**Exercise task**
Collect every line of the records below that contains the word "beige", matching case exactly.

Records excerpted from a collection
● ● ● ● ● ● ●
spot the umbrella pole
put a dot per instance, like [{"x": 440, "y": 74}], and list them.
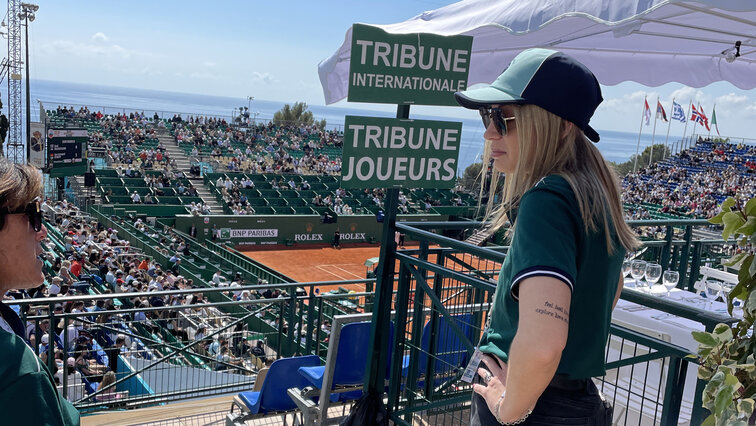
[
  {"x": 653, "y": 134},
  {"x": 666, "y": 139},
  {"x": 637, "y": 146}
]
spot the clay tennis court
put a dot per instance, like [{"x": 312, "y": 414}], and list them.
[
  {"x": 319, "y": 263},
  {"x": 324, "y": 263}
]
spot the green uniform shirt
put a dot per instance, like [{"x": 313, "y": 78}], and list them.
[
  {"x": 550, "y": 240},
  {"x": 27, "y": 389}
]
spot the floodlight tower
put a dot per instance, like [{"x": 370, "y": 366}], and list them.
[
  {"x": 27, "y": 14},
  {"x": 15, "y": 146}
]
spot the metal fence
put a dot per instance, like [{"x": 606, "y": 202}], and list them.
[
  {"x": 172, "y": 347},
  {"x": 443, "y": 294}
]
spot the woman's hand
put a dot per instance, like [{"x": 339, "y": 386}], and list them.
[{"x": 495, "y": 381}]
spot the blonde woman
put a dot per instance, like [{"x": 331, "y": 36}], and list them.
[
  {"x": 27, "y": 388},
  {"x": 551, "y": 313}
]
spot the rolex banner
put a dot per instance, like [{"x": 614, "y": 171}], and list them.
[{"x": 38, "y": 143}]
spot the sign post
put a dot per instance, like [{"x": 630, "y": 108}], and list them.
[{"x": 403, "y": 69}]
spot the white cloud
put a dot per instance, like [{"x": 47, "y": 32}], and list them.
[
  {"x": 731, "y": 101},
  {"x": 99, "y": 47},
  {"x": 266, "y": 78},
  {"x": 204, "y": 76},
  {"x": 99, "y": 38}
]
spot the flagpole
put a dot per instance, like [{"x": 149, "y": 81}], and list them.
[
  {"x": 669, "y": 124},
  {"x": 687, "y": 118},
  {"x": 709, "y": 136},
  {"x": 637, "y": 146},
  {"x": 653, "y": 133}
]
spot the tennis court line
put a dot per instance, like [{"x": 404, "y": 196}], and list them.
[
  {"x": 324, "y": 269},
  {"x": 348, "y": 272}
]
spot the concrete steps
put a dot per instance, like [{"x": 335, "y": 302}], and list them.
[{"x": 183, "y": 162}]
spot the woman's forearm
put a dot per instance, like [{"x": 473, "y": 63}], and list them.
[{"x": 531, "y": 368}]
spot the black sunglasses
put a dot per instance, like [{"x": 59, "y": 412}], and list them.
[
  {"x": 497, "y": 115},
  {"x": 31, "y": 210}
]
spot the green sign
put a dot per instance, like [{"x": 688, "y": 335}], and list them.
[
  {"x": 389, "y": 152},
  {"x": 66, "y": 152},
  {"x": 417, "y": 68}
]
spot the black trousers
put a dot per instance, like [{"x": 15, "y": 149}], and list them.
[{"x": 564, "y": 402}]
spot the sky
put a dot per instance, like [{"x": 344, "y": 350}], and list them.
[{"x": 271, "y": 50}]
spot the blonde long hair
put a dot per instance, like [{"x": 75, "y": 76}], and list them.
[{"x": 543, "y": 152}]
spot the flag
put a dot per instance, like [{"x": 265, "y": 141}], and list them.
[
  {"x": 698, "y": 117},
  {"x": 714, "y": 119},
  {"x": 677, "y": 112},
  {"x": 706, "y": 119},
  {"x": 660, "y": 113}
]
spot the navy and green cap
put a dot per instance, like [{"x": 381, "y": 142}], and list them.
[{"x": 550, "y": 79}]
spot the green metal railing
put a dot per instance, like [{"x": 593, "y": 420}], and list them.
[{"x": 443, "y": 296}]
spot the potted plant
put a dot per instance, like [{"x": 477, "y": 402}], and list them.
[{"x": 726, "y": 356}]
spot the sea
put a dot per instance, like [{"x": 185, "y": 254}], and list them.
[{"x": 616, "y": 146}]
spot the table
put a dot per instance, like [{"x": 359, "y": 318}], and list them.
[{"x": 670, "y": 328}]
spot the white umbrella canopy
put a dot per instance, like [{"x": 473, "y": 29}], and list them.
[{"x": 651, "y": 42}]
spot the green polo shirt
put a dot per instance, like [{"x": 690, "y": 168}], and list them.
[{"x": 550, "y": 240}]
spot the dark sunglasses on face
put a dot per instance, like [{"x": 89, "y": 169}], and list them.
[
  {"x": 31, "y": 210},
  {"x": 497, "y": 115}
]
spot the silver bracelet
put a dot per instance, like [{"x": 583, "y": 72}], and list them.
[{"x": 497, "y": 406}]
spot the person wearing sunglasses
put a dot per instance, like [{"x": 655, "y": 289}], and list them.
[
  {"x": 549, "y": 321},
  {"x": 27, "y": 388}
]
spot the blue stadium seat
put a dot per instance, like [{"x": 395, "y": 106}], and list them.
[
  {"x": 272, "y": 397},
  {"x": 351, "y": 360}
]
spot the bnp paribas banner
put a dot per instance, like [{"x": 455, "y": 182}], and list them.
[
  {"x": 417, "y": 68},
  {"x": 389, "y": 152}
]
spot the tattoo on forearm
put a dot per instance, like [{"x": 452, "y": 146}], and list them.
[{"x": 554, "y": 311}]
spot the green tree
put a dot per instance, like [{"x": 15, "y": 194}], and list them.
[
  {"x": 660, "y": 152},
  {"x": 726, "y": 356},
  {"x": 296, "y": 115}
]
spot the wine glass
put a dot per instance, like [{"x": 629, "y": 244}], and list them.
[
  {"x": 637, "y": 270},
  {"x": 713, "y": 291},
  {"x": 626, "y": 267},
  {"x": 653, "y": 273},
  {"x": 670, "y": 280}
]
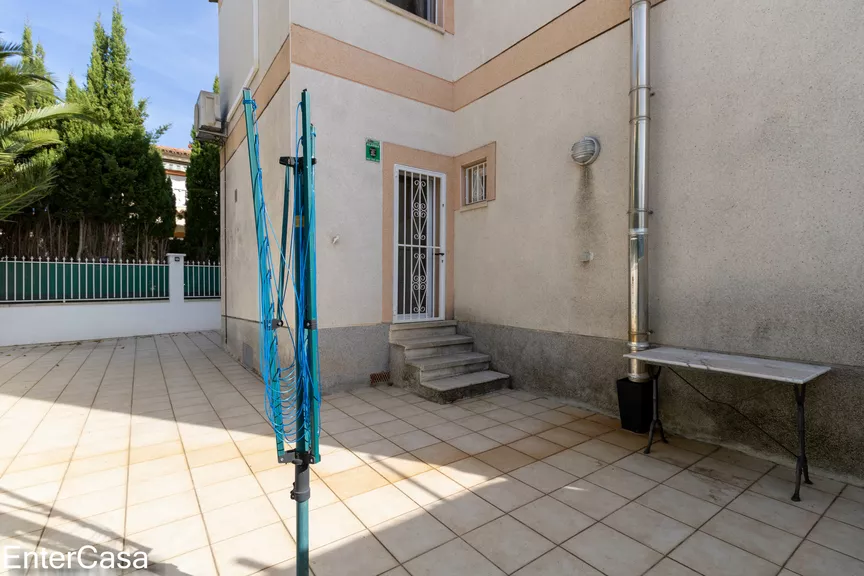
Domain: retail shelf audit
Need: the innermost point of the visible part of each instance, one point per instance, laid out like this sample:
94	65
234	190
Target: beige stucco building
755	174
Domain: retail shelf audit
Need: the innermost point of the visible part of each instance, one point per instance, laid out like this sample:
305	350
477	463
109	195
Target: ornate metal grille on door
419	252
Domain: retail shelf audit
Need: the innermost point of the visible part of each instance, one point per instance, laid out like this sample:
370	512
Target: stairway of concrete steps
434	362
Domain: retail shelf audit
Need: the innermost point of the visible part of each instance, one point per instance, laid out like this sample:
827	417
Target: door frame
441	280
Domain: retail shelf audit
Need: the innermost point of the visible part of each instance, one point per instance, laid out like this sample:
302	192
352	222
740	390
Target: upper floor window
475	183
426	9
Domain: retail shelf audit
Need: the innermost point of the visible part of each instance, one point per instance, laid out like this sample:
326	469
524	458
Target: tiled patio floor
157	444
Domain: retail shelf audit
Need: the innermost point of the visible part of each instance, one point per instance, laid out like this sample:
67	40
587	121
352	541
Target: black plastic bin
634	405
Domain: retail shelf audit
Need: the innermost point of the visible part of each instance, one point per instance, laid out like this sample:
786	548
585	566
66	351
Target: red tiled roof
177	151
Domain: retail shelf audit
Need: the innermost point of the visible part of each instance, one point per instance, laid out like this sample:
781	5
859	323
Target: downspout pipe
640	94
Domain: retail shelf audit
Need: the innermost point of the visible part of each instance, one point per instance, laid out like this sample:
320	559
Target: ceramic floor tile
355	481
550	519
375	417
357	555
426	420
774	513
589	499
847	511
441	454
338	519
380	505
336	462
575	463
476	422
171	539
839	536
229	492
473	443
757	538
853	493
704	488
621	482
667	567
742	460
508	544
531	425
428	487
393	428
414	440
505	458
254	551
454	557
819	483
648	527
557	562
678	505
712	557
725	472
536	447
506	493
588	428
543	477
813	500
230	521
448	431
377	450
812	559
412	534
564	437
463	511
648	467
469	472
163	511
400	467
453	413
357	437
602	451
504	434
611	552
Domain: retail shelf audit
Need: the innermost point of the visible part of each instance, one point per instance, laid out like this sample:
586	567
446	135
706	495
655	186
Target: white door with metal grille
418	236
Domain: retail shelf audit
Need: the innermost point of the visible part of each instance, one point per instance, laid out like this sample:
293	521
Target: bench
793	373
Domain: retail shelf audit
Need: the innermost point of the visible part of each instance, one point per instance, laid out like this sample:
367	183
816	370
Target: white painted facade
66	322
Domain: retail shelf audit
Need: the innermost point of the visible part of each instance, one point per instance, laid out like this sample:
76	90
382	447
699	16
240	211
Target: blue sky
173	46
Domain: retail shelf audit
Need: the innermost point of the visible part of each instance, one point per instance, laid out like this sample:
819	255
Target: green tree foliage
202	200
28	114
112	197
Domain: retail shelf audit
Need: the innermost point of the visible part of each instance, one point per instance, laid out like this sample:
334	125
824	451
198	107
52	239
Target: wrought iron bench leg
655	415
801	467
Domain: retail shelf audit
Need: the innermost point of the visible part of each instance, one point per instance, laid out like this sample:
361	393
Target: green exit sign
373	150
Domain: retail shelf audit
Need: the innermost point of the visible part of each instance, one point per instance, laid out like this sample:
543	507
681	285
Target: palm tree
26	134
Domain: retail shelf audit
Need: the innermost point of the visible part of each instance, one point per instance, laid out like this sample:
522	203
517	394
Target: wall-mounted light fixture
585	151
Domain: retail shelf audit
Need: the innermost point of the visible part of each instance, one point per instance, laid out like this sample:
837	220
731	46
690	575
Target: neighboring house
176	161
755	174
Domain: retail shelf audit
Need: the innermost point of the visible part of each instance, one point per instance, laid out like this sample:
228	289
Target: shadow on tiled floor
158	444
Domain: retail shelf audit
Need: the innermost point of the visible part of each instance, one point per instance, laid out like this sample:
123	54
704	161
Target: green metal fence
201	280
44	280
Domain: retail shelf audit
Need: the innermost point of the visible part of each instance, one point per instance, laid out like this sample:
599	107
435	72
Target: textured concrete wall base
347	355
741	413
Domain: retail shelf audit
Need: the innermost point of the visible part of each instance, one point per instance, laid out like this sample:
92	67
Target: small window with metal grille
426	9
474	178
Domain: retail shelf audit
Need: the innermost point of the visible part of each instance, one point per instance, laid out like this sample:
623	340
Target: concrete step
411	330
436	367
445	390
436	346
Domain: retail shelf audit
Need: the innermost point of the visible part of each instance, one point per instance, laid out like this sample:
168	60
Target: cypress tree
96	87
121	102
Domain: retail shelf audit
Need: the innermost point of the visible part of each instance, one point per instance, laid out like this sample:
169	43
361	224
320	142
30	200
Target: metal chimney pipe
640	93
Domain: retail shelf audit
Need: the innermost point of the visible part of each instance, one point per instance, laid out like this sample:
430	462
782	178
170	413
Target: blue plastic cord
289	389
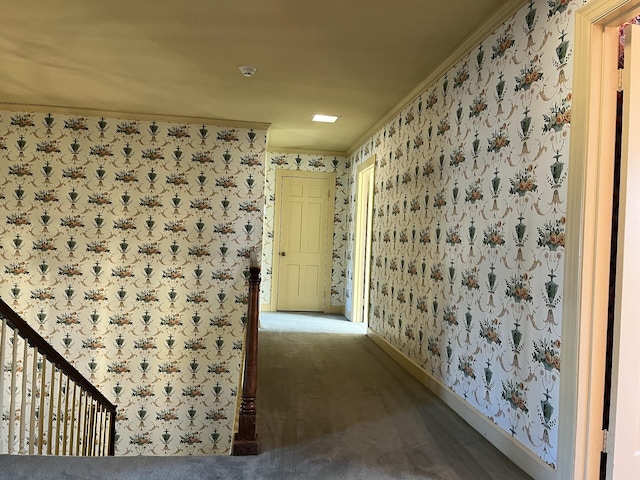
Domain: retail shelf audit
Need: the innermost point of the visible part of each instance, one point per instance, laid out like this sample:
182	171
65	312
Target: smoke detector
247	70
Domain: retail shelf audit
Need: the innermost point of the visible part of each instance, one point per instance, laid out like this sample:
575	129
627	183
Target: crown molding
26	107
472	41
307	151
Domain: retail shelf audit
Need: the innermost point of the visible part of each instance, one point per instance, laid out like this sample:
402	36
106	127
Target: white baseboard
522	457
336	309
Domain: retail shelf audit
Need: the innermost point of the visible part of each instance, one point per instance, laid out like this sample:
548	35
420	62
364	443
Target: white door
624	463
304	240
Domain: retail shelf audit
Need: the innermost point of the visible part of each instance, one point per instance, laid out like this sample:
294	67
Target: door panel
304	233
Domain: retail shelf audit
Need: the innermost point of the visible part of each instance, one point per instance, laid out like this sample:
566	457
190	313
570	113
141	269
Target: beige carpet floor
331	405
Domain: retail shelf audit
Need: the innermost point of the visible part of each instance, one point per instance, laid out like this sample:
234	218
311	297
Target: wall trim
522	457
335	310
90	112
306	151
588	237
505	12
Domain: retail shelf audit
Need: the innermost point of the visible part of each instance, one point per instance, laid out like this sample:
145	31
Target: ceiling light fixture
247	70
324	118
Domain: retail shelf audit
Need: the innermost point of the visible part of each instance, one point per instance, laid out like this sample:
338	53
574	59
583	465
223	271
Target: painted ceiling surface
356	59
125	244
469	228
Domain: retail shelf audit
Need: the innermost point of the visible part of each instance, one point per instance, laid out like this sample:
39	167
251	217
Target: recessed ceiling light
247	70
324	118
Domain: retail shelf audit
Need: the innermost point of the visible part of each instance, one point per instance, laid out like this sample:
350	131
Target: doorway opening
589	253
365	176
303	231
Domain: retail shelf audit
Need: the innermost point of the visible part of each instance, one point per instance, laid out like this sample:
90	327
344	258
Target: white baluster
34	389
66	417
23	402
41	415
3	339
12	404
59	412
51	390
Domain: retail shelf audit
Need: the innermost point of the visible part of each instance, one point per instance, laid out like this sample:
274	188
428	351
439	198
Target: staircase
47	406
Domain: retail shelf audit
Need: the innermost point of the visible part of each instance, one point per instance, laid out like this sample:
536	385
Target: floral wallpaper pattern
469	228
308	163
125	244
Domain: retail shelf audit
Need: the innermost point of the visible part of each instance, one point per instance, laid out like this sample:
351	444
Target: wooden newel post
246	440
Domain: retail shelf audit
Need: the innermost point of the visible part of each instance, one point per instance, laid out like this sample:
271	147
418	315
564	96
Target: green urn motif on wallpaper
122	238
490	223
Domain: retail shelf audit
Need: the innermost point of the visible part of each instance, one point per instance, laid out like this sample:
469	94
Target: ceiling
353	58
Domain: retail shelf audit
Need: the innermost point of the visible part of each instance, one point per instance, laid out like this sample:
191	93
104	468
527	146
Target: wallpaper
469	228
125	243
309	163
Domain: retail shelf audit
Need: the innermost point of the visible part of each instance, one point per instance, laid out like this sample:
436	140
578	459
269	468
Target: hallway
331	404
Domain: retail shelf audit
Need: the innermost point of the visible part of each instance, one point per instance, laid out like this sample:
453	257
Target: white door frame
590	193
331	176
362	234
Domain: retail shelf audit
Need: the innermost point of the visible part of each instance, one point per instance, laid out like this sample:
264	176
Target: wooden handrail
246	439
36	341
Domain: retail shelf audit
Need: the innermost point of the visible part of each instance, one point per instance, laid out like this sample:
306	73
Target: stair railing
246	439
48	407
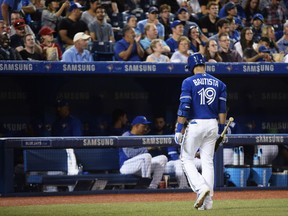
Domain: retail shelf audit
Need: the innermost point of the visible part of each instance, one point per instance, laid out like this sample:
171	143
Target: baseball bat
221	137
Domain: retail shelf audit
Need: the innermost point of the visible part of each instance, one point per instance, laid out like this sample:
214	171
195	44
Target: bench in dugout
100	166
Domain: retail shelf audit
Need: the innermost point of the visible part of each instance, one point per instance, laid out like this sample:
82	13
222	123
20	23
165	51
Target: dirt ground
151	197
● ● ● ● ● ● ●
**The output**
Target: beige stucco building
Target: beige carpet floor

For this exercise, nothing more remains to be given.